> [REQUIREMENT] Format the lines from the one containing "Do you detect any green" through the one containing "[980,0,1074,93]", both included, as a numbered list with blank lines omitted.

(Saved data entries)
◇ ◇ ◇ ◇

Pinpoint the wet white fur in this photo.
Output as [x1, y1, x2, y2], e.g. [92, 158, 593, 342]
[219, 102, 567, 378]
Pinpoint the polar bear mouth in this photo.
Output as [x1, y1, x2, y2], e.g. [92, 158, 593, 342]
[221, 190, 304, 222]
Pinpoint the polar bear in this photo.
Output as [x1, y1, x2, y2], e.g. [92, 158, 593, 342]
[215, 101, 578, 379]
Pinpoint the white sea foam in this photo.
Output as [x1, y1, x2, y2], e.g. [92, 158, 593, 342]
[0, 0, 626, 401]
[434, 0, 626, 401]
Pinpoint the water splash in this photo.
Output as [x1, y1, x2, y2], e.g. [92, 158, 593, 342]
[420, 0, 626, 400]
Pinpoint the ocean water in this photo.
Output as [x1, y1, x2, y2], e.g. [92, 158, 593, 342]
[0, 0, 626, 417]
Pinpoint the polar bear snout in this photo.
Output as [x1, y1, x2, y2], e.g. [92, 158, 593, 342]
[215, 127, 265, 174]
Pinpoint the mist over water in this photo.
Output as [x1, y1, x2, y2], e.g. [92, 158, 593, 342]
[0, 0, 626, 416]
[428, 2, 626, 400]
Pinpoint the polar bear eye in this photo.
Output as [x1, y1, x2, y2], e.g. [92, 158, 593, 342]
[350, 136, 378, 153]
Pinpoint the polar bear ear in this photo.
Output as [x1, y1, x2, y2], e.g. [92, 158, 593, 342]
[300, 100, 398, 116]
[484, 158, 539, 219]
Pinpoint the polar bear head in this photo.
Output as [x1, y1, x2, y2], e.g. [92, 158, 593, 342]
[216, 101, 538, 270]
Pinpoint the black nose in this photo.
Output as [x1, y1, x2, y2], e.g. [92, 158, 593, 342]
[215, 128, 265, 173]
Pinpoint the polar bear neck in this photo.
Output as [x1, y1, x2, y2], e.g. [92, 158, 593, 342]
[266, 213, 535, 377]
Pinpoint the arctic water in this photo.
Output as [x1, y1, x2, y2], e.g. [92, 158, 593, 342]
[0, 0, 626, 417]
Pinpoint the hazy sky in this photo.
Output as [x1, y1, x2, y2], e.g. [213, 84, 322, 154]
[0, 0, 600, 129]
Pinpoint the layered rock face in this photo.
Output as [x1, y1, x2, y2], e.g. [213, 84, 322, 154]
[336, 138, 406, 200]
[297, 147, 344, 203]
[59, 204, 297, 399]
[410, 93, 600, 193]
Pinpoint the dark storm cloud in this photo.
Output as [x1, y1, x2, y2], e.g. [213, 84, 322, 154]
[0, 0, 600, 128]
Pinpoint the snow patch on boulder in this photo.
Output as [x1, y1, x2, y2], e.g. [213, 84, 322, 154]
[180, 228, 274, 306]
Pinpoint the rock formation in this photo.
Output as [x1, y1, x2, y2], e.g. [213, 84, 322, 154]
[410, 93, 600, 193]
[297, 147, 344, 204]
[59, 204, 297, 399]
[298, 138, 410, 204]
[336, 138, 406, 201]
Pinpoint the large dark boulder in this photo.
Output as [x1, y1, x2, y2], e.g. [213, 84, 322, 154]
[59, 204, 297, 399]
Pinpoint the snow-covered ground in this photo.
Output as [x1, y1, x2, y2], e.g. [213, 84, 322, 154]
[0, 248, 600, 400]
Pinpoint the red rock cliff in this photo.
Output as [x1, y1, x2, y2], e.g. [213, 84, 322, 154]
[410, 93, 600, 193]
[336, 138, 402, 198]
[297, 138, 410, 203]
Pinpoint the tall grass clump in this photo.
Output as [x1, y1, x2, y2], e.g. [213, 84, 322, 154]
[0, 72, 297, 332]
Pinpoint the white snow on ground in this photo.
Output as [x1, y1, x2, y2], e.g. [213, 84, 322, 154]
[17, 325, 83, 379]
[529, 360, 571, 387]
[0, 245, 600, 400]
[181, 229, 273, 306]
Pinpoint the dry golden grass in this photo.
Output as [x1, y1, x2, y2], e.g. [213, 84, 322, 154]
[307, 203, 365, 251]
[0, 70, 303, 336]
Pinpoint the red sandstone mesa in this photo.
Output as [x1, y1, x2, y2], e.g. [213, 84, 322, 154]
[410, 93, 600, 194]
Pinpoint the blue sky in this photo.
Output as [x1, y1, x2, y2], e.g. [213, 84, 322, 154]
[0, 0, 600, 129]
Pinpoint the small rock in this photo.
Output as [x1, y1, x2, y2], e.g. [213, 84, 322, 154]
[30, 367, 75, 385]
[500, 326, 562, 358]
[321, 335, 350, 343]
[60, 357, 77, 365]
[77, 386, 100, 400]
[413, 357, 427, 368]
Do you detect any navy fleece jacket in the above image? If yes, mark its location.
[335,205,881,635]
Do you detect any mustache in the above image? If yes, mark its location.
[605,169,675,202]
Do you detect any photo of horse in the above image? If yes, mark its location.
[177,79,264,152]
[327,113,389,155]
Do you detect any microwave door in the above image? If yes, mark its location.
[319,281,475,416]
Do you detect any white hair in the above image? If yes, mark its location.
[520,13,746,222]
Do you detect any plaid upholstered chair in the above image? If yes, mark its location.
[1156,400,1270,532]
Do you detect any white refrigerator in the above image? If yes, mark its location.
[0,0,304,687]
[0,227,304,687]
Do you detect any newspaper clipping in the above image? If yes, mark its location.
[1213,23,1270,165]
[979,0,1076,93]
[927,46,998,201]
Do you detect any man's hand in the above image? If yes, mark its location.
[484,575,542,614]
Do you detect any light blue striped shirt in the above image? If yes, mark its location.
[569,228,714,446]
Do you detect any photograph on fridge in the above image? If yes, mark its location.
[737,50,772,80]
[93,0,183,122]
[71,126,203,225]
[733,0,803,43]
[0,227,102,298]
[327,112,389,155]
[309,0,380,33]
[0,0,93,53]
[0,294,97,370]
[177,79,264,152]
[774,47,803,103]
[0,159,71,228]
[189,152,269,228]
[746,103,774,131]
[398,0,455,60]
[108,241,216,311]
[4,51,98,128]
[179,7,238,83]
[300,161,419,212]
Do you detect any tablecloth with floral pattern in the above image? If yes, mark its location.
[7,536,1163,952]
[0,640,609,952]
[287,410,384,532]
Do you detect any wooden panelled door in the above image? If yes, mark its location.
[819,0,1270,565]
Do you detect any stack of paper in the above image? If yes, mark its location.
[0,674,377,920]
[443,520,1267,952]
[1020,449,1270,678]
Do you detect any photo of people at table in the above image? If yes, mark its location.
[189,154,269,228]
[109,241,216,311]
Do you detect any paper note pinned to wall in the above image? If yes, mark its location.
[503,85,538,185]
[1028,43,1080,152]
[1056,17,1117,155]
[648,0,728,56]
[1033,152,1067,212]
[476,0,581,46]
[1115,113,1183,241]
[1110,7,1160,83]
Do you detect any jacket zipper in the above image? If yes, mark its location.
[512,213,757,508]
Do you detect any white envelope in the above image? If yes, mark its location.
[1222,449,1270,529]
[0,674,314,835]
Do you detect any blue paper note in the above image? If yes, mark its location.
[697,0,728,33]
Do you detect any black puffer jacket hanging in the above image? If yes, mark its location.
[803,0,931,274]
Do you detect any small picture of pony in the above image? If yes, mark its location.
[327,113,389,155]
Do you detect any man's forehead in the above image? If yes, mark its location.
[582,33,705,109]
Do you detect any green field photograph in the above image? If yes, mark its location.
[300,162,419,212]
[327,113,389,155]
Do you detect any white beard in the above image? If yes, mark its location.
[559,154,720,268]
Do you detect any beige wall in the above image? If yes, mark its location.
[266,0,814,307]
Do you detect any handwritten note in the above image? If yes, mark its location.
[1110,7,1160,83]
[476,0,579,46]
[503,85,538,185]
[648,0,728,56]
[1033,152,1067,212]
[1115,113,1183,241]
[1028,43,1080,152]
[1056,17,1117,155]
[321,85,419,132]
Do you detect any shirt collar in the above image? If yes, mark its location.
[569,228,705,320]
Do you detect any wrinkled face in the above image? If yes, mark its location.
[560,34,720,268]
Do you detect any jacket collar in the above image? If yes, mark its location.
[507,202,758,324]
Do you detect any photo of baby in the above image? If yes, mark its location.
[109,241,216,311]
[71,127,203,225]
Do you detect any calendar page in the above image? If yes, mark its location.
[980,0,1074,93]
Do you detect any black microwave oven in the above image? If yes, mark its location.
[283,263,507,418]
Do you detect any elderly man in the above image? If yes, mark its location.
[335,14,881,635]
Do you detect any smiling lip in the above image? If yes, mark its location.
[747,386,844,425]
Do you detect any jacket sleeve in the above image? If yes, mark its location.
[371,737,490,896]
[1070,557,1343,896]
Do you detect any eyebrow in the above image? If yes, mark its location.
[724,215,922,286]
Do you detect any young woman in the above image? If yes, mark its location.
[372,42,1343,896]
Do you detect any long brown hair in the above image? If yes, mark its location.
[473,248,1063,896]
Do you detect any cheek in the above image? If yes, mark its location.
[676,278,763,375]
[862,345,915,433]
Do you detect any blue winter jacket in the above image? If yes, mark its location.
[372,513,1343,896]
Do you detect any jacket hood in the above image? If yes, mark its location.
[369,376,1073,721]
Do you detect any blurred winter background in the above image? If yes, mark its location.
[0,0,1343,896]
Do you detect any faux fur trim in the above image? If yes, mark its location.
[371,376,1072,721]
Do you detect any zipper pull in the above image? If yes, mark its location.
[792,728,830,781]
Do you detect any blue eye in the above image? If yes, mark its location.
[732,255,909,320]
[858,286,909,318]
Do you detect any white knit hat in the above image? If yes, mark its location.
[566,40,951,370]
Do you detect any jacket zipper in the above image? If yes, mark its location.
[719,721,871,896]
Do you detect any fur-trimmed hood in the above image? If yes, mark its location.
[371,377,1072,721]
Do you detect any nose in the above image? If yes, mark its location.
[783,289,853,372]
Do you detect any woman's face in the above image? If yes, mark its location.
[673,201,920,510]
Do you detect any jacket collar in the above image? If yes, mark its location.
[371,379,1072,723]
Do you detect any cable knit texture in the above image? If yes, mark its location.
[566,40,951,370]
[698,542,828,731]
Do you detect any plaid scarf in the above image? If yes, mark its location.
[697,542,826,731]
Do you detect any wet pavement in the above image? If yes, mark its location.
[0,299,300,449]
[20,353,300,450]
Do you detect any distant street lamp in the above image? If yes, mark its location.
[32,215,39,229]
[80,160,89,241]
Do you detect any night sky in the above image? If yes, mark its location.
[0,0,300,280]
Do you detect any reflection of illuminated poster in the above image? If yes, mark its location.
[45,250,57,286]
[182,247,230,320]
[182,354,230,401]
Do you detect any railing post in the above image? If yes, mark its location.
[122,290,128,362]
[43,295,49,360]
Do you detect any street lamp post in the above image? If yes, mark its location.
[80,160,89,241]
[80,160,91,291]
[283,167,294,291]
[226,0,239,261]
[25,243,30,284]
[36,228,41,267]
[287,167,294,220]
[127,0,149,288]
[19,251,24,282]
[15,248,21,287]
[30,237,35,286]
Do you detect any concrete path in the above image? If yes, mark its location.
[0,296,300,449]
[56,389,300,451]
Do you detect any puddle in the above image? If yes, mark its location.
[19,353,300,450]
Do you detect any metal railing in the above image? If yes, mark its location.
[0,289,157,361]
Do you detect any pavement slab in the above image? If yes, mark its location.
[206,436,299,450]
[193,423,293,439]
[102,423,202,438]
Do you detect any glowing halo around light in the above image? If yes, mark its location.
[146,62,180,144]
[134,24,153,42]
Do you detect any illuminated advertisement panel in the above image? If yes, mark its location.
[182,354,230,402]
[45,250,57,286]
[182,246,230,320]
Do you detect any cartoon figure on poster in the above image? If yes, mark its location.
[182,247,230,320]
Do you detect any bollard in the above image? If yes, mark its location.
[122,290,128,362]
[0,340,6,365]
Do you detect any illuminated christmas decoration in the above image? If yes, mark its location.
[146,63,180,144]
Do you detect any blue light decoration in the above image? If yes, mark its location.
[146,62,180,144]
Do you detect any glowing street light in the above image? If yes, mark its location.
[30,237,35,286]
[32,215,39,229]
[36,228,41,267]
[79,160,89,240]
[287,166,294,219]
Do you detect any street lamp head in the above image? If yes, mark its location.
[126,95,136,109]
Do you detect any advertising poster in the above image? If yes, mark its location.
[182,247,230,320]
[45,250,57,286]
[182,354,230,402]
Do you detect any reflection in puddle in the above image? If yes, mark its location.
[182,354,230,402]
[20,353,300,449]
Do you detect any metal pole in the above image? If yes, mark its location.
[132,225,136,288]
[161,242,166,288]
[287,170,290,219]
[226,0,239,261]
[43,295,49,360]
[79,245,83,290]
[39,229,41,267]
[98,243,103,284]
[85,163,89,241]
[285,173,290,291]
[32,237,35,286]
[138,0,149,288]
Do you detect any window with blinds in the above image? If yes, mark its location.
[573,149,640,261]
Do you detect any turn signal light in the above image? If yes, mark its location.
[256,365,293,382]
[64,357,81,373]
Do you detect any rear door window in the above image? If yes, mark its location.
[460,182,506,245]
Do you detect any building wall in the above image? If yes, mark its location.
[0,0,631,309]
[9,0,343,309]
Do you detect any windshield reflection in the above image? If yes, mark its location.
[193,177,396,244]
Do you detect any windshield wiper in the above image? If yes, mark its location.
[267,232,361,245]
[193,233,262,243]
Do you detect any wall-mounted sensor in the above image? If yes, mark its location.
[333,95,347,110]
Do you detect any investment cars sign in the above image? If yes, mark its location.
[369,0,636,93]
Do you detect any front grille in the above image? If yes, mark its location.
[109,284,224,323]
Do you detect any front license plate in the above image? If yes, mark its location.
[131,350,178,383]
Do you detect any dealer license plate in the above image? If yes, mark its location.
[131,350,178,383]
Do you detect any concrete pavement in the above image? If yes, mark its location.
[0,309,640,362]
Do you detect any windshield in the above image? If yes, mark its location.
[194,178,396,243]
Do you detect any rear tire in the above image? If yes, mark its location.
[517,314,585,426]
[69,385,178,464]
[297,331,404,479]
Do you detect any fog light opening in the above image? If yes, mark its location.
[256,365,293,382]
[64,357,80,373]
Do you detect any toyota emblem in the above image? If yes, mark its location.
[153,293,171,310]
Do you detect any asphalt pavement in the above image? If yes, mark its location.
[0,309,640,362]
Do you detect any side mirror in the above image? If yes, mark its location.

◇ ◇ ◇ ◇

> [SOLUTION FOR THIS TASK]
1. Do you detect any green field photograph in the above image? If yes, mark its location.
2. [300,162,419,212]
3. [327,113,389,155]
4. Do you detect any white beard in the above image? If yes, mark its location.
5. [559,154,720,268]
6. Do you detect any beige wall in the above image? If yes, mark its location.
7. [266,0,814,307]
8. Do you detect any handwritten note in the above image? If yes, mark its location.
9. [1110,7,1160,83]
10. [476,0,579,46]
11. [503,85,538,185]
12. [648,0,728,56]
13. [1033,152,1067,212]
14. [1115,113,1183,241]
15. [1028,43,1080,152]
16. [1056,17,1117,155]
17. [321,85,419,132]
18. Do you detect any shirt collar in the above image? If yes, mark its location.
19. [569,228,705,320]
20. Do you detect any wrinkled face in the above image? If yes, mark its location.
21. [560,34,720,268]
22. Do you detect any jacket collar in the above image? If yes, mark its location.
23. [507,202,758,324]
24. Do you detect any photo of baby in the above image? If yes, mark its location.
25. [109,241,216,311]
26. [71,127,203,225]
27. Do you detect any calendar page in the above image? If yes, mark its location.
28. [980,0,1074,93]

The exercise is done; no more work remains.